▶ **WORK REQUIRED**: Only the lines from the start of the data below through the line that contains "Guideline: for each instance of the rock formation, put" are to be copied, exactly and without pictures.

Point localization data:
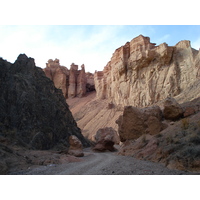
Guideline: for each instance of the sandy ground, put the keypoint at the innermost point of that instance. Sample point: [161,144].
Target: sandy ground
[107,163]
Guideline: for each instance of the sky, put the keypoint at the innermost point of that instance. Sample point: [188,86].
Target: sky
[91,45]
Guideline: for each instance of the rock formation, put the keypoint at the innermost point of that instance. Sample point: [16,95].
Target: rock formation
[136,122]
[33,113]
[172,110]
[72,82]
[141,73]
[107,133]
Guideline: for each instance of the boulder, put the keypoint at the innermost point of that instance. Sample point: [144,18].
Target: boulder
[76,147]
[104,145]
[75,143]
[107,133]
[172,110]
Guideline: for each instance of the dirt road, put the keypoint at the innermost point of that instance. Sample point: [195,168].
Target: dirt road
[108,163]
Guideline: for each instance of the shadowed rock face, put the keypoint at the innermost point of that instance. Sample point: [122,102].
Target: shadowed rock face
[33,113]
[141,74]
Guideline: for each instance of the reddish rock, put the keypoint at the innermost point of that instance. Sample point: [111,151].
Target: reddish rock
[189,111]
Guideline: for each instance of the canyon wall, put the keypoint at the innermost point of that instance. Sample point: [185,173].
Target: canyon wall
[141,73]
[33,113]
[72,82]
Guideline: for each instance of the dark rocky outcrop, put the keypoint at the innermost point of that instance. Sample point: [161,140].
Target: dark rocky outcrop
[33,113]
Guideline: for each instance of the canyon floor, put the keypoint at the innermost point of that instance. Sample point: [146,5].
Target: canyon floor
[107,163]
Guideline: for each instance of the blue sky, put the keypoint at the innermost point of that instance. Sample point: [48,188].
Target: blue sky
[92,45]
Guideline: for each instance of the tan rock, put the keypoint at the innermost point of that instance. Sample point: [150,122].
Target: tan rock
[72,82]
[141,74]
[104,145]
[76,147]
[136,122]
[107,133]
[81,82]
[172,110]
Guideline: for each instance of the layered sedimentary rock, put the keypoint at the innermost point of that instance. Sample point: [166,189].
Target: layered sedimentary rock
[33,113]
[141,73]
[136,122]
[72,82]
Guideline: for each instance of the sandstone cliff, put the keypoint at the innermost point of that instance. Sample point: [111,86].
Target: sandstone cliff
[72,82]
[141,73]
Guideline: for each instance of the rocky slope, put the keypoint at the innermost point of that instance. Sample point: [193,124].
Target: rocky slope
[33,113]
[177,145]
[141,73]
[72,82]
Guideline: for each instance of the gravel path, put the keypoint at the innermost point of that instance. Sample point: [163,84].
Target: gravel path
[108,163]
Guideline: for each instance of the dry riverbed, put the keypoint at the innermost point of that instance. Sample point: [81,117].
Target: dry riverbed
[107,163]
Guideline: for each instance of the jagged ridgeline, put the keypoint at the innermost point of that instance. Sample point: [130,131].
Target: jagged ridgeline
[33,113]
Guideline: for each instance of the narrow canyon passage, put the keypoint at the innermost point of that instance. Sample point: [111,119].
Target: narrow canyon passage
[107,163]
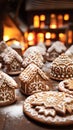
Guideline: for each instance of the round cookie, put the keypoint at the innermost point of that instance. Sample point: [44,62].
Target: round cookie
[66,86]
[52,108]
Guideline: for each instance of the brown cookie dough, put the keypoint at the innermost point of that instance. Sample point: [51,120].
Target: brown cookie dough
[53,108]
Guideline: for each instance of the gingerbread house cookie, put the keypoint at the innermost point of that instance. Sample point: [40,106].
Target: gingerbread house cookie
[7,89]
[52,107]
[33,57]
[66,86]
[61,68]
[55,50]
[69,52]
[33,79]
[12,59]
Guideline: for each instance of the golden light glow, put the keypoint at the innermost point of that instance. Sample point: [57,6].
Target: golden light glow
[66,17]
[31,43]
[40,37]
[60,20]
[36,21]
[30,36]
[42,25]
[5,38]
[53,26]
[48,35]
[42,17]
[53,21]
[53,35]
[26,35]
[62,37]
[70,37]
[48,42]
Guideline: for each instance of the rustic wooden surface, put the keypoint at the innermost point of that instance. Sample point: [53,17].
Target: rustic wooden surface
[12,117]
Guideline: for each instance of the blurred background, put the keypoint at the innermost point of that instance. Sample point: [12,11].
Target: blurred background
[29,22]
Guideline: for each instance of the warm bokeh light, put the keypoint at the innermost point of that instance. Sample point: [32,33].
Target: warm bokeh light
[36,21]
[60,20]
[42,17]
[5,38]
[53,21]
[40,37]
[31,43]
[62,37]
[30,36]
[48,35]
[66,17]
[42,24]
[53,35]
[48,42]
[70,35]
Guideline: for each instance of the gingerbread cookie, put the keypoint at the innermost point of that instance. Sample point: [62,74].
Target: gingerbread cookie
[33,79]
[53,108]
[61,68]
[66,86]
[12,59]
[56,49]
[7,89]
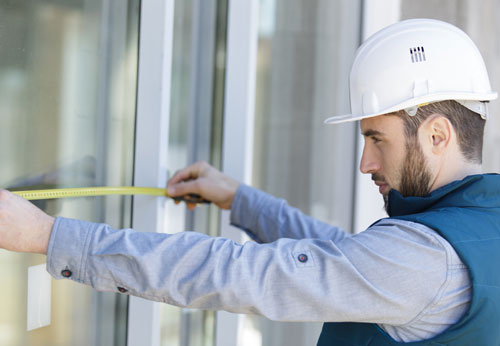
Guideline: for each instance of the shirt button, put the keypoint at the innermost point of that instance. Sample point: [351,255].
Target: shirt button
[302,258]
[66,273]
[122,290]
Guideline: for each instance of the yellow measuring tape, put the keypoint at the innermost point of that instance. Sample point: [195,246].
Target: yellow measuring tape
[91,192]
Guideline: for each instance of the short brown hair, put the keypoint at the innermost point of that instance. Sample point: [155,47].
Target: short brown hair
[468,125]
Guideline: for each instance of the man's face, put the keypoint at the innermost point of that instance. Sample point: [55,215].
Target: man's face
[394,161]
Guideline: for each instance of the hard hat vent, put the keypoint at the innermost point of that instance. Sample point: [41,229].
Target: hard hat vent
[417,54]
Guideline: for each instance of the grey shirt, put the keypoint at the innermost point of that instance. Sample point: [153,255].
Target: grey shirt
[400,275]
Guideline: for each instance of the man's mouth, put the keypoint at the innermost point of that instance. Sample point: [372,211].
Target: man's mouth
[383,188]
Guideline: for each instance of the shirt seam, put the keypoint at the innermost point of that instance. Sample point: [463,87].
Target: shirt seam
[85,255]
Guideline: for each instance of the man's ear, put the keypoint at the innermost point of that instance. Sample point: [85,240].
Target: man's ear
[438,133]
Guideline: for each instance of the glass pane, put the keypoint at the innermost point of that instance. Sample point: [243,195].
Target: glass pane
[195,134]
[67,107]
[305,51]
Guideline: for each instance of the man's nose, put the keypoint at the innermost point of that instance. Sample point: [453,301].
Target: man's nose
[369,162]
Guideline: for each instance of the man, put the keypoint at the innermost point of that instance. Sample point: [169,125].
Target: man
[427,274]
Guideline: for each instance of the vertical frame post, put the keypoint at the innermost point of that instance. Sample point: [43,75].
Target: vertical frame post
[238,135]
[151,144]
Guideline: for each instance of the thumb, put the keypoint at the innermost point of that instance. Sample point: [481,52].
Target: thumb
[184,188]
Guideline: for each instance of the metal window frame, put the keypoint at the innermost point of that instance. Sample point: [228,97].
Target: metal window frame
[151,145]
[238,135]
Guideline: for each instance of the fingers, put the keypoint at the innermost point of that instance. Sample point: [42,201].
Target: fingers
[188,173]
[184,188]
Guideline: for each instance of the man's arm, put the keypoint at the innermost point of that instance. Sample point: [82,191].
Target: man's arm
[359,279]
[262,216]
[23,226]
[266,219]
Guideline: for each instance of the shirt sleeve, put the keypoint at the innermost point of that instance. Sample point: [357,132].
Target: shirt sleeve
[380,270]
[266,218]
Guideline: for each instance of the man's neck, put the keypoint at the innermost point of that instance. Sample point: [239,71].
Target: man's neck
[463,170]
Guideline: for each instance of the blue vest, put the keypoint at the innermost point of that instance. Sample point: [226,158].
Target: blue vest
[467,214]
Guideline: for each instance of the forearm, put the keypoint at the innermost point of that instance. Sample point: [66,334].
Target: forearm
[266,219]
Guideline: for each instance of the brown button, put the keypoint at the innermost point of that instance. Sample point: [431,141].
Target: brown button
[302,258]
[66,273]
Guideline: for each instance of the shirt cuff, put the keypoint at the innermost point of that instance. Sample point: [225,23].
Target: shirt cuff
[68,248]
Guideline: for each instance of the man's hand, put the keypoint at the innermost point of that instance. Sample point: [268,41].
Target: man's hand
[202,179]
[23,227]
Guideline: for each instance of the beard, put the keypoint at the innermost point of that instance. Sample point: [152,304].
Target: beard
[415,176]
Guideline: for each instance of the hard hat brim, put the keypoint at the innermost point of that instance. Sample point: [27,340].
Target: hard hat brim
[338,119]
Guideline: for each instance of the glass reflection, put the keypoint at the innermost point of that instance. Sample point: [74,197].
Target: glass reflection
[67,107]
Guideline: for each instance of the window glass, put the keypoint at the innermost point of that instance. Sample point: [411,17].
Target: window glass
[68,75]
[305,50]
[195,132]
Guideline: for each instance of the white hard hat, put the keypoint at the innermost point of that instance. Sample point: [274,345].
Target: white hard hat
[412,63]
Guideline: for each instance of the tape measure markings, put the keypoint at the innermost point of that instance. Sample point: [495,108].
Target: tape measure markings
[91,192]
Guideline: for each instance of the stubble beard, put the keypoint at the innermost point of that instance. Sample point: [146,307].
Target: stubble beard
[415,174]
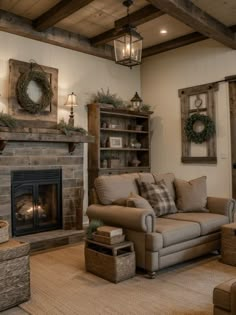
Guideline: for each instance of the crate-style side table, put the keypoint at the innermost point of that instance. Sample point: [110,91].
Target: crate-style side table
[111,262]
[14,274]
[228,244]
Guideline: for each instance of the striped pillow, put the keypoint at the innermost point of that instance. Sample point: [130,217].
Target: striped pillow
[158,196]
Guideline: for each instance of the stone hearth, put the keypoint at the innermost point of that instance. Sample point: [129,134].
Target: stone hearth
[31,150]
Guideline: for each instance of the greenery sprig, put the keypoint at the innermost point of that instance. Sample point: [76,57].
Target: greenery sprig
[7,121]
[68,129]
[107,98]
[202,136]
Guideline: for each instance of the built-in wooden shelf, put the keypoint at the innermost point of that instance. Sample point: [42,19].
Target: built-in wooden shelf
[41,135]
[123,130]
[124,149]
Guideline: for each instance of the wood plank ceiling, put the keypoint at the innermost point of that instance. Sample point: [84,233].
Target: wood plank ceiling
[91,25]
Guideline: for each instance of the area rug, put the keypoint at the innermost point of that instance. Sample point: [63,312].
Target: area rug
[60,285]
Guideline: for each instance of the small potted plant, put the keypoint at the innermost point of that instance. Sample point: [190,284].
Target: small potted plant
[4,231]
[106,99]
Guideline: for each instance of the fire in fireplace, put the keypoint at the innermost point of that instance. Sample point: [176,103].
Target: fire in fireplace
[36,201]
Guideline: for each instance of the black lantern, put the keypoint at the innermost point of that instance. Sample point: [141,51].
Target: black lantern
[71,101]
[136,102]
[128,47]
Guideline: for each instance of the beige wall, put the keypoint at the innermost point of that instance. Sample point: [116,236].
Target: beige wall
[83,74]
[161,77]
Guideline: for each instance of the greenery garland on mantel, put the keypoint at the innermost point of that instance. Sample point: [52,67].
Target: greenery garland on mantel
[22,91]
[202,136]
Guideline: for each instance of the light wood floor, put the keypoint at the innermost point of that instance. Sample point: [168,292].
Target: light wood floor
[60,285]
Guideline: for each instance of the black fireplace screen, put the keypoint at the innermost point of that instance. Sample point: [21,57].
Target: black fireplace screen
[36,201]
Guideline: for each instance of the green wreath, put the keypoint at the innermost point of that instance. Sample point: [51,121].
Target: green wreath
[22,95]
[202,136]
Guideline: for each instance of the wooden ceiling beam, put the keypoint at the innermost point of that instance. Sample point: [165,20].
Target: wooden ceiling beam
[188,13]
[176,43]
[173,44]
[139,17]
[17,25]
[59,12]
[136,18]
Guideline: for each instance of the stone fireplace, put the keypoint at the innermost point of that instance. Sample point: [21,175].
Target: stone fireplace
[35,201]
[28,161]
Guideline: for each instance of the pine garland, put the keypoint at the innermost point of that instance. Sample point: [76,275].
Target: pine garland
[202,136]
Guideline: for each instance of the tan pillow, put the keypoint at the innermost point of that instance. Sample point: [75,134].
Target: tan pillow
[169,181]
[137,201]
[192,195]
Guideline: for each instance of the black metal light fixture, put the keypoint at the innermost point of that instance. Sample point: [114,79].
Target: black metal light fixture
[128,47]
[136,102]
[72,102]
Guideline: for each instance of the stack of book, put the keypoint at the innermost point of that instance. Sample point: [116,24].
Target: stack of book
[109,235]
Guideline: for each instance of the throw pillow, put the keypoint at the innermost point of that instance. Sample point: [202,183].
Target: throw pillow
[192,195]
[136,201]
[159,197]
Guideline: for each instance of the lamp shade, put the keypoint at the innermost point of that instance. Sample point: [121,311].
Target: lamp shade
[136,101]
[71,100]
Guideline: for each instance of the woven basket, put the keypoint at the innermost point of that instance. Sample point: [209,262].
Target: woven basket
[4,232]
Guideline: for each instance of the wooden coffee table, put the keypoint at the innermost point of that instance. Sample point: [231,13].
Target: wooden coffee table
[111,262]
[228,244]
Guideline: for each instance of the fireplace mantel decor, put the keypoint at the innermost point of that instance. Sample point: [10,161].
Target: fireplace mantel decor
[46,118]
[41,135]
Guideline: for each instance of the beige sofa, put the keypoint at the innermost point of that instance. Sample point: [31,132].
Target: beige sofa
[163,241]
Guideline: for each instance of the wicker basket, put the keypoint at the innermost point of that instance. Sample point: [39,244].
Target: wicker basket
[4,231]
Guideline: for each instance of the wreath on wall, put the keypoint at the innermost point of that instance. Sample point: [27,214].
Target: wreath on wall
[23,98]
[202,136]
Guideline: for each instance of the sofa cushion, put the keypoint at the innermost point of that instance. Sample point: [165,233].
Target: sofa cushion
[137,201]
[114,187]
[192,195]
[158,196]
[222,294]
[176,231]
[147,178]
[209,222]
[169,181]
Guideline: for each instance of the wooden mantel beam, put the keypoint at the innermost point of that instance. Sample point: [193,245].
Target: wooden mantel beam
[136,18]
[188,13]
[59,12]
[17,25]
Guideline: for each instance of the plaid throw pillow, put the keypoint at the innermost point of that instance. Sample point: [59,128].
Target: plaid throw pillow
[158,196]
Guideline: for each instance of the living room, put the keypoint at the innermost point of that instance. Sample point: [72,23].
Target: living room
[187,66]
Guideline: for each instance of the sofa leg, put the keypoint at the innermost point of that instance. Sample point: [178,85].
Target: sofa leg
[151,274]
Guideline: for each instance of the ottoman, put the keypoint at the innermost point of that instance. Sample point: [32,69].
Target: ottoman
[224,298]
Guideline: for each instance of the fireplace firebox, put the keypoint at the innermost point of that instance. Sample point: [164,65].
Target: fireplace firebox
[36,201]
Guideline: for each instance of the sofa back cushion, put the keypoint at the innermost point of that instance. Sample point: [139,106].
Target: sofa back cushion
[114,187]
[158,196]
[192,195]
[168,178]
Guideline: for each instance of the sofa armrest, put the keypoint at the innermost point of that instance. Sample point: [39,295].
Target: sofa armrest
[137,219]
[225,206]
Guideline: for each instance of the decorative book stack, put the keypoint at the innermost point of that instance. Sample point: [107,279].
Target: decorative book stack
[109,235]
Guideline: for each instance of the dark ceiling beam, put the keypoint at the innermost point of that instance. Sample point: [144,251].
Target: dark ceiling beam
[59,12]
[139,17]
[173,44]
[188,13]
[17,25]
[176,43]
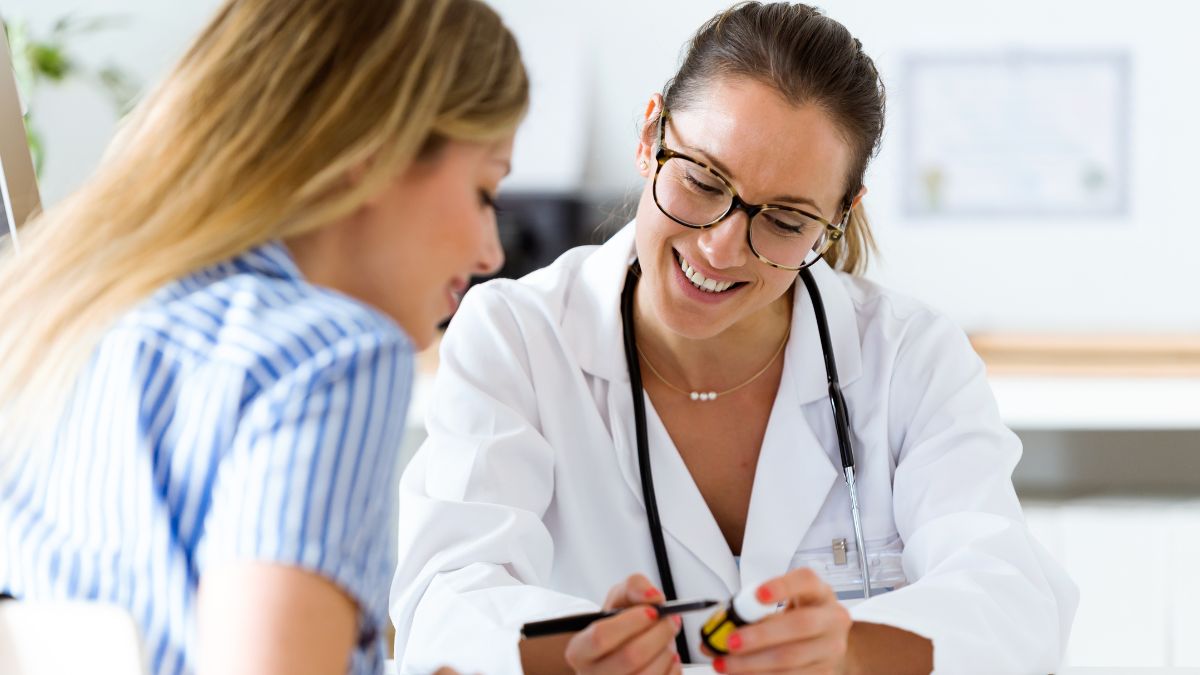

▶ **ANSWER AREA**:
Guideline: for each instance of the sandy ground, put the keypoint at the innermost point of that instance. Sample point: [161,144].
Target: sandy ground
[107,163]
Guideline: for each instance of the sky, put the keypoint at the innermost point of that instance. Sample point: [188,86].
Target: sky
[91,45]
Guideline: for each instance of the rock formation, put the keypoint at the innermost point of that instance. Sample point: [16,95].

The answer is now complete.